Task statement: Give back every one of the records below word for word, changing nothing.
◆ ◆ ◆
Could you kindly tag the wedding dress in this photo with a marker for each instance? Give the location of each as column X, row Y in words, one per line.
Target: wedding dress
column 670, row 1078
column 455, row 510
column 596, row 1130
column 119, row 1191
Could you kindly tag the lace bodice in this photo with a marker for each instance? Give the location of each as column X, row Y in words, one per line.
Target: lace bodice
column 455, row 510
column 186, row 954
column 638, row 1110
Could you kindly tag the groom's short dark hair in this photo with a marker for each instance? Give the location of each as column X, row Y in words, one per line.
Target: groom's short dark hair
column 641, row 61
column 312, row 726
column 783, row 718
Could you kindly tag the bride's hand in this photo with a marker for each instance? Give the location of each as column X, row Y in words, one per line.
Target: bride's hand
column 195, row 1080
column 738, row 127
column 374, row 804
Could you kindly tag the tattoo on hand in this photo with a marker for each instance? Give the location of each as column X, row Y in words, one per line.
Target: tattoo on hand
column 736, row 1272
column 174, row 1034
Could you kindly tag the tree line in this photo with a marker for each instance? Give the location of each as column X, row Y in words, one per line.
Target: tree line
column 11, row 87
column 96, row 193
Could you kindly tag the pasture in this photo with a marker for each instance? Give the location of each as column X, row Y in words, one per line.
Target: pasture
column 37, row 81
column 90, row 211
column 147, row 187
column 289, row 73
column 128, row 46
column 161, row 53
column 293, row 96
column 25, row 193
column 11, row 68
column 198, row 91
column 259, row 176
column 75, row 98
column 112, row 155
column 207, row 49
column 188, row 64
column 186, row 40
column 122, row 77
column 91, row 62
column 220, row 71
◆ ◆ ◆
Written solution:
Could you kindly tag the wedding dress in this photo with a marker for each instance? Give the location of each as column X, row Y in words, one per line.
Target: wedding dress
column 670, row 1078
column 455, row 510
column 596, row 1130
column 119, row 1191
Could you kindly tag the lace bodice in this photo with a marker for each instance? Give the location of each as column X, row Y in words, one per line.
Target: lace bodice
column 455, row 510
column 186, row 954
column 638, row 1110
Could you kindly tag the groom's short dark hair in this photo with a marker for each instance? Give the location of each as column X, row Y in words, one per line.
Target: groom's short dark hair
column 641, row 61
column 312, row 726
column 783, row 718
Could you kindly tag the bride's hand in this photo with a marker for each instance? Give the location of each as column X, row Y in words, one per line.
Target: bride's hand
column 195, row 1080
column 738, row 127
column 374, row 804
Could you kindly tag the tattoo on hand in this photo with a marker for each instance? Give the location of each as column X, row Y in words, one per line.
Target: tattoo on hand
column 736, row 1272
column 174, row 1034
Could you kindly tag the tree line in this photo with a marker for each instance? Give the location of each as column X, row Y in words, one per line.
Target: tree line
column 11, row 87
column 96, row 193
Could you kindly tag the pasture in this photo with a marker for each instance? Give the location of each as column X, row Y in words, one per line.
Target: pasture
column 37, row 81
column 90, row 211
column 147, row 187
column 289, row 73
column 128, row 46
column 161, row 53
column 293, row 96
column 25, row 193
column 11, row 68
column 198, row 91
column 259, row 176
column 75, row 98
column 112, row 155
column 207, row 49
column 188, row 64
column 186, row 40
column 122, row 77
column 91, row 62
column 220, row 71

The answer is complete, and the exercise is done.